__Exercise aim__.
Pull out every line below that contains the word "lake", and copy each one word for word.

»»

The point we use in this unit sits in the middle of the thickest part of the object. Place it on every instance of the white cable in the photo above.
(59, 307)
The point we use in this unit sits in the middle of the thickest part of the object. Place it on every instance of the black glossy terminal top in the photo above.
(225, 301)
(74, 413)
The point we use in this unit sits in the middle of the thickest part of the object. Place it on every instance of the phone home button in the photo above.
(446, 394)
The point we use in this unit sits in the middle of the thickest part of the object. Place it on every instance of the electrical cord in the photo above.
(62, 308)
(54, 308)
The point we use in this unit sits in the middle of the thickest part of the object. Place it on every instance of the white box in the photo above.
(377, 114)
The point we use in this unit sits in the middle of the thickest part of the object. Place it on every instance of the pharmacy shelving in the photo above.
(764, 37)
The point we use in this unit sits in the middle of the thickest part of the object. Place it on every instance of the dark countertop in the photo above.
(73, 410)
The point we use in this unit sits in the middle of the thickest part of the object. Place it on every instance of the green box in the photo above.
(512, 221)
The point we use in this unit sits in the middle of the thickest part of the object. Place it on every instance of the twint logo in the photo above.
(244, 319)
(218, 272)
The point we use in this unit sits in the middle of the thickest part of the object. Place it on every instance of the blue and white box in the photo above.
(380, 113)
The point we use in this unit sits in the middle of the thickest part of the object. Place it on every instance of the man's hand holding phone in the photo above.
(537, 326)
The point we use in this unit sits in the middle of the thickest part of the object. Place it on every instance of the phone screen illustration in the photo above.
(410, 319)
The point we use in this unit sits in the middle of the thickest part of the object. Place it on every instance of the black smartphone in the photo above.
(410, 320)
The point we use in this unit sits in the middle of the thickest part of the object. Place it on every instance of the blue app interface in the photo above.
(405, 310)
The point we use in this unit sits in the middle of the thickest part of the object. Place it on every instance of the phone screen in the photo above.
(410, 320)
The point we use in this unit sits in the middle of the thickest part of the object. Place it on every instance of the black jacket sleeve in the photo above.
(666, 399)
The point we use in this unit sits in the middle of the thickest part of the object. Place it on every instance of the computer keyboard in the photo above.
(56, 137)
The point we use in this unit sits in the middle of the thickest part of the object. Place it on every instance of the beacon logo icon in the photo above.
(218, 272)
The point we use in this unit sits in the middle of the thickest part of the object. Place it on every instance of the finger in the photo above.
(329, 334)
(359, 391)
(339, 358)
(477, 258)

««
»»

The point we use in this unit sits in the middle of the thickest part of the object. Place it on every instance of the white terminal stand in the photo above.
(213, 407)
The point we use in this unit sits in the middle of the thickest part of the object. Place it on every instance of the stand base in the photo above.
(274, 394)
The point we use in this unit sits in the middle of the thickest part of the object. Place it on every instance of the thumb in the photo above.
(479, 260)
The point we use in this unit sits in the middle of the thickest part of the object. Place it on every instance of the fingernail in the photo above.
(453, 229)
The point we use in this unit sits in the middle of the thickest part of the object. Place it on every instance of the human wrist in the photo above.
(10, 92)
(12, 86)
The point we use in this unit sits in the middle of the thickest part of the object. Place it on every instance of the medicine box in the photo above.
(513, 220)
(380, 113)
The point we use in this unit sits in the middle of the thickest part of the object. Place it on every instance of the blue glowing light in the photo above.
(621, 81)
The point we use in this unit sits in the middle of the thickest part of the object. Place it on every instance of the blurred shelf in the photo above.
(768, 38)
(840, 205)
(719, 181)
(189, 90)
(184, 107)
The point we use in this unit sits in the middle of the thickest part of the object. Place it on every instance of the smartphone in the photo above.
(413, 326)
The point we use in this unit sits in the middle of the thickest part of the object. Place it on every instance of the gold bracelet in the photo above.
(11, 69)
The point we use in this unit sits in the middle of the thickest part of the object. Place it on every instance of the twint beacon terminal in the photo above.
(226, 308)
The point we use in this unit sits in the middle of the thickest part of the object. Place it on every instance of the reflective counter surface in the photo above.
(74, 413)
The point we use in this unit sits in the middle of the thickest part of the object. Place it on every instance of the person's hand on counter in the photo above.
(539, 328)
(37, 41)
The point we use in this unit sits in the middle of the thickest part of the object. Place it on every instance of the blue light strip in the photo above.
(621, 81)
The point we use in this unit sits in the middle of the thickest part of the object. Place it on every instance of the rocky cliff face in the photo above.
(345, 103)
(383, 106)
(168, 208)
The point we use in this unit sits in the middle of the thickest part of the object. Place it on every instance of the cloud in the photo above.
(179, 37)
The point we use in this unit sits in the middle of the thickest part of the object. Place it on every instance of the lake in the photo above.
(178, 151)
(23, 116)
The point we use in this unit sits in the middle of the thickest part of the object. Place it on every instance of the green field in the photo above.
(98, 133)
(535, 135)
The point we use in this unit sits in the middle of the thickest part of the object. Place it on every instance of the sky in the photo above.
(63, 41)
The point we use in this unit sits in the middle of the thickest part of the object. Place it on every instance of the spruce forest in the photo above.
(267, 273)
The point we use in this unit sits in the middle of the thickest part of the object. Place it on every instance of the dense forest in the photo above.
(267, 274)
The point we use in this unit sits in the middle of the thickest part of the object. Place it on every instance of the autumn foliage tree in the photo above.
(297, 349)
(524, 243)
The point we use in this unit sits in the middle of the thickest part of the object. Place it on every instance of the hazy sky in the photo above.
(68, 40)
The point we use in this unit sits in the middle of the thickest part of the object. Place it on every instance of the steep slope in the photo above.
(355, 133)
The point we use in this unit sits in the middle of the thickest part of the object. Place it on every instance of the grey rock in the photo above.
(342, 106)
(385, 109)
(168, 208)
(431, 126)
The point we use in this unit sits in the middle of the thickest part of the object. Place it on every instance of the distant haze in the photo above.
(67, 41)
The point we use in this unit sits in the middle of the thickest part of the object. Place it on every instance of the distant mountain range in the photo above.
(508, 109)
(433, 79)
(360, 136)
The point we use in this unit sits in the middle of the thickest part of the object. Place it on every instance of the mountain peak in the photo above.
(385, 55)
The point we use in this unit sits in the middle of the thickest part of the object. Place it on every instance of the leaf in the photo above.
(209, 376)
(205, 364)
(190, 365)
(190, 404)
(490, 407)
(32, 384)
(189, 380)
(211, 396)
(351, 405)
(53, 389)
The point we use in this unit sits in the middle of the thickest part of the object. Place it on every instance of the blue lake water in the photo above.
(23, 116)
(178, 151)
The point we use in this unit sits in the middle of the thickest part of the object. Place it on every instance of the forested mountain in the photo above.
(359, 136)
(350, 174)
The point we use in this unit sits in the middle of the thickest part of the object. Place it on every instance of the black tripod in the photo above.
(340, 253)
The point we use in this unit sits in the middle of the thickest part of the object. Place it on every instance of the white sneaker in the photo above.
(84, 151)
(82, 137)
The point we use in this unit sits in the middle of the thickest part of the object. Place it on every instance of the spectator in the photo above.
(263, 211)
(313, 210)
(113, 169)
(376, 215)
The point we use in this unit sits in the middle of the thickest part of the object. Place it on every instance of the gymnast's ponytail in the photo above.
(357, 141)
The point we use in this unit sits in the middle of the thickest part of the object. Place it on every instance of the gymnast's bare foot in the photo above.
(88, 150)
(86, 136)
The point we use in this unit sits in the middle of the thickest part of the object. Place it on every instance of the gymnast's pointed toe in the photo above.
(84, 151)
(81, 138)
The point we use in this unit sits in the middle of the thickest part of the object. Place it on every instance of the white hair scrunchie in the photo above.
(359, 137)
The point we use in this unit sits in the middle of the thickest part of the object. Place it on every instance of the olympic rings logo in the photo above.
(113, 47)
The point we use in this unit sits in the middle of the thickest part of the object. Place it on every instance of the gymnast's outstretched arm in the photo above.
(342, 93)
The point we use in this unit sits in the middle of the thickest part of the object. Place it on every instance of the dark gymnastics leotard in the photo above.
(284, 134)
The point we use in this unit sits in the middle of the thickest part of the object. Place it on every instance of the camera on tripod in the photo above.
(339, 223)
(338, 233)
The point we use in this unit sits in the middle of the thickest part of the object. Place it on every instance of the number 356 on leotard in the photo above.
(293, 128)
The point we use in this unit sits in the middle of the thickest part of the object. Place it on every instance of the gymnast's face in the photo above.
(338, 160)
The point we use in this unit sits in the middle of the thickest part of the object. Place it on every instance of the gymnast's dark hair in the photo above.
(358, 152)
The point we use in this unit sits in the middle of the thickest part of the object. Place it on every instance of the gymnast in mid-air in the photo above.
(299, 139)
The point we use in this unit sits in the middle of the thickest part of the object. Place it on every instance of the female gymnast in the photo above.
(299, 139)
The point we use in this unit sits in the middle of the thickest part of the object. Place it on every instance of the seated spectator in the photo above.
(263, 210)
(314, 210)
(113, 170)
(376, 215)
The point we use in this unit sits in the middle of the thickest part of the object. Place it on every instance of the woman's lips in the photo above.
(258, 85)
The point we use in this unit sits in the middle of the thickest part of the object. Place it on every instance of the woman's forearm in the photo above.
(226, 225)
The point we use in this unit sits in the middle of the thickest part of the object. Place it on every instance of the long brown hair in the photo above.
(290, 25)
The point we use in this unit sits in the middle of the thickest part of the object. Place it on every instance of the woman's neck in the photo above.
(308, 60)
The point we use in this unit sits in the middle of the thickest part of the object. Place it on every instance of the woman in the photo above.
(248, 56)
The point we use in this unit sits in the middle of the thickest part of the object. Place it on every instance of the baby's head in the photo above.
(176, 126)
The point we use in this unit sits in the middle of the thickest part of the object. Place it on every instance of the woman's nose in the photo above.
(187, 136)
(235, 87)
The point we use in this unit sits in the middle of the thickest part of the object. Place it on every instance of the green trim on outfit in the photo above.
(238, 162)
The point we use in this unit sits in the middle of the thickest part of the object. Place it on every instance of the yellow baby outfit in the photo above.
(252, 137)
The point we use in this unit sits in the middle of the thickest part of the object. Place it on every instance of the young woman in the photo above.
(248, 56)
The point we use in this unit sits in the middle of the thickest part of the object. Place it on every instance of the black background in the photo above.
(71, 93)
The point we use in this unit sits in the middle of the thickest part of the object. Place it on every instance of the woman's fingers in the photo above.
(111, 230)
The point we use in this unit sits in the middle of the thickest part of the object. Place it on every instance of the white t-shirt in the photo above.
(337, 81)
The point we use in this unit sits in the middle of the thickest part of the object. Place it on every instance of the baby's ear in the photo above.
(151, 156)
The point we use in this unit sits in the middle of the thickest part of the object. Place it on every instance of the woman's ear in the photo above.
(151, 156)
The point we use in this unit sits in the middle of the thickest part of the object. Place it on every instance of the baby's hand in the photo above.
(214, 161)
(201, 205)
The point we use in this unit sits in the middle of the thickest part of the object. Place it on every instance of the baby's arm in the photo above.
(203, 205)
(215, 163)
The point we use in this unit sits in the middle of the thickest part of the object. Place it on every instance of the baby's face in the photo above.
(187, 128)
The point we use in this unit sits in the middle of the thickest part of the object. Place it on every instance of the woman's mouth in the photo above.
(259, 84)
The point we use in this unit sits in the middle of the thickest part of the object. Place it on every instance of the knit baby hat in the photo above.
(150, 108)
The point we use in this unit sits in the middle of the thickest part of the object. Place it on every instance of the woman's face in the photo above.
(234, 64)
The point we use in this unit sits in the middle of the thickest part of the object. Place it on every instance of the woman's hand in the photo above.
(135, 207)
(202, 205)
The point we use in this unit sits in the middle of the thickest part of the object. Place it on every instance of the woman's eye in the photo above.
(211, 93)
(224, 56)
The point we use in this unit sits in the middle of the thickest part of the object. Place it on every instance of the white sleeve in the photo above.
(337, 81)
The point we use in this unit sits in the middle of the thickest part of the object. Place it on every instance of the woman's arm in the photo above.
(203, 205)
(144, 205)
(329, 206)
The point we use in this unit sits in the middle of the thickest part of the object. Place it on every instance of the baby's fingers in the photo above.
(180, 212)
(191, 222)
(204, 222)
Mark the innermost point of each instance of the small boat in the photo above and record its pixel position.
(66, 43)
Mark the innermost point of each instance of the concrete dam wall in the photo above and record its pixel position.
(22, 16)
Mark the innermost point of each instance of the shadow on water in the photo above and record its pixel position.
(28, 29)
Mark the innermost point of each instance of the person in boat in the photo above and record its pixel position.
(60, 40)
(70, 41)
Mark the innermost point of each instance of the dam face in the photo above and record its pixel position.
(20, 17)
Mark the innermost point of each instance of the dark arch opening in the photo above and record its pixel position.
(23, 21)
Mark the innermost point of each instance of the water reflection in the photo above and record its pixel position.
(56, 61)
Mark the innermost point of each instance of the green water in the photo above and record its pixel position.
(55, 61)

««
»»

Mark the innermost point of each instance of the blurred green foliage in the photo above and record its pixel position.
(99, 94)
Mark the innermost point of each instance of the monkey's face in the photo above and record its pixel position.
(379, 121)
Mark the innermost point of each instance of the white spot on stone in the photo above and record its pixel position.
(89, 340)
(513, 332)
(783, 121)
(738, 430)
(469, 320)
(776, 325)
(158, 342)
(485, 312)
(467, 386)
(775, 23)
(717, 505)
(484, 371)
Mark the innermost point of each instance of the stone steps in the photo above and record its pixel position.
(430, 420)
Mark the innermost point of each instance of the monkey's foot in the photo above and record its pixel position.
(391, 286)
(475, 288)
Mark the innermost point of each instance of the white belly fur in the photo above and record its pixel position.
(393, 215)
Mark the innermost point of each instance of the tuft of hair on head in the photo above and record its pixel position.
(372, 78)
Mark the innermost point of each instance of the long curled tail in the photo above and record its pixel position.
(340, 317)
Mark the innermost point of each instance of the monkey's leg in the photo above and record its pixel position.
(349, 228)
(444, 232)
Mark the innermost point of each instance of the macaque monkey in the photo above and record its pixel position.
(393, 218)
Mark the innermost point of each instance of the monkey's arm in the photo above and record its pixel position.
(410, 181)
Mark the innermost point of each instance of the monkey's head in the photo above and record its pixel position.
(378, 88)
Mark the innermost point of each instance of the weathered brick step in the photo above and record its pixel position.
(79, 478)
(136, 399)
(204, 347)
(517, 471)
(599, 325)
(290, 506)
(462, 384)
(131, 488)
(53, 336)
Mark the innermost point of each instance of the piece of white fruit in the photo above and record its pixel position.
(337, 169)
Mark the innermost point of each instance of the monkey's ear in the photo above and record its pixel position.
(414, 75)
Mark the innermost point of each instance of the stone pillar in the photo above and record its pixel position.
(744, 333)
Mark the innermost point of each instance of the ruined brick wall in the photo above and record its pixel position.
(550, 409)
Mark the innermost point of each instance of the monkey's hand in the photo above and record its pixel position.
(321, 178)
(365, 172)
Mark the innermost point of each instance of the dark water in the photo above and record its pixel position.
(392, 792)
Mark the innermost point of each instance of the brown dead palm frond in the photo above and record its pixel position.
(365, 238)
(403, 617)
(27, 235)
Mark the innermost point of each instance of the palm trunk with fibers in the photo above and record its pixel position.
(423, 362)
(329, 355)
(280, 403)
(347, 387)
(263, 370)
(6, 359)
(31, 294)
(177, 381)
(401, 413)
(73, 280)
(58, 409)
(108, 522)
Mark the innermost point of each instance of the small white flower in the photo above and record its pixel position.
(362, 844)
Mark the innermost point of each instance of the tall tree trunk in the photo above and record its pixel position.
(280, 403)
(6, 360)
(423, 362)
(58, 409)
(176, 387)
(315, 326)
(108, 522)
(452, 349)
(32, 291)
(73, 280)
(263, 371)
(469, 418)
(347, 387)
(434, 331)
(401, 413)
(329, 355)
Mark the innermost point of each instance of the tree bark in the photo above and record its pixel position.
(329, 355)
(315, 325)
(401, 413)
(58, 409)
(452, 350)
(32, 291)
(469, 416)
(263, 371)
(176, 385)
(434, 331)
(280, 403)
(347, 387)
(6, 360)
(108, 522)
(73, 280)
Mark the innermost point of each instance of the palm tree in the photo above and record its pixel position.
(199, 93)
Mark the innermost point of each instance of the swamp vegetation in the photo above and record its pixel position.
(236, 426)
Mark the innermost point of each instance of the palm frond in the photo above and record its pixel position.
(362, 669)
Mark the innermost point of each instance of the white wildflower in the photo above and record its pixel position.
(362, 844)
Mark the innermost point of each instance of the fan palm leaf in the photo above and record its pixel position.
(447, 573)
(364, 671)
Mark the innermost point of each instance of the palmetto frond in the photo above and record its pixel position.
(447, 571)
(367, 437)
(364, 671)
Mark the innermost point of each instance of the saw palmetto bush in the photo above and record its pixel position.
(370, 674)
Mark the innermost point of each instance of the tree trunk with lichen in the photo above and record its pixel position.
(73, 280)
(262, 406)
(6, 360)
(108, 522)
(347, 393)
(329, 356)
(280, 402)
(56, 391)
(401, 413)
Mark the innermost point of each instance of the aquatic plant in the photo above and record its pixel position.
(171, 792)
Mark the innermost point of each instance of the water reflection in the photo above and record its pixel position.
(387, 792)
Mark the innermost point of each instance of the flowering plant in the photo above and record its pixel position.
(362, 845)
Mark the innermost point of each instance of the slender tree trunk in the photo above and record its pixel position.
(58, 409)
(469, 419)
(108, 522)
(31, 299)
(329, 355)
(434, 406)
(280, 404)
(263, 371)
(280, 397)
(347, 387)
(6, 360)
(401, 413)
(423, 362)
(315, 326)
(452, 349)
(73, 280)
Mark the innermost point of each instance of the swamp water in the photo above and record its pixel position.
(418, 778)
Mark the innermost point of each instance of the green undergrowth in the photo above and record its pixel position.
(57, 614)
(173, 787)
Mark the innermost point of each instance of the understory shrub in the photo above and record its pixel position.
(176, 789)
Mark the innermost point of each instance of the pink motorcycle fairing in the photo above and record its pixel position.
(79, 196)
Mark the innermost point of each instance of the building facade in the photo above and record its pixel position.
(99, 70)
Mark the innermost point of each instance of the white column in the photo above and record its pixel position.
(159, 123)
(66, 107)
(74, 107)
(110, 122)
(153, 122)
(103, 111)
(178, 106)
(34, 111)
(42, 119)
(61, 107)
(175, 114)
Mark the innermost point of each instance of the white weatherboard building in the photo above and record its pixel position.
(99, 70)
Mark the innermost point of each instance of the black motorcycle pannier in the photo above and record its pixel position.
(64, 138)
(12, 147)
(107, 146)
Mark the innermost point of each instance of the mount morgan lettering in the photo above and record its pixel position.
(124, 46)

««

__Problem solution__.
The point we use in this unit sits in the middle of the thickest part of the object. Place it on every instance of the lake in the photo above.
The point we use in this unit sits in the middle of the thickest part of the object. Place it on every instance of the blue lake water in the photo above.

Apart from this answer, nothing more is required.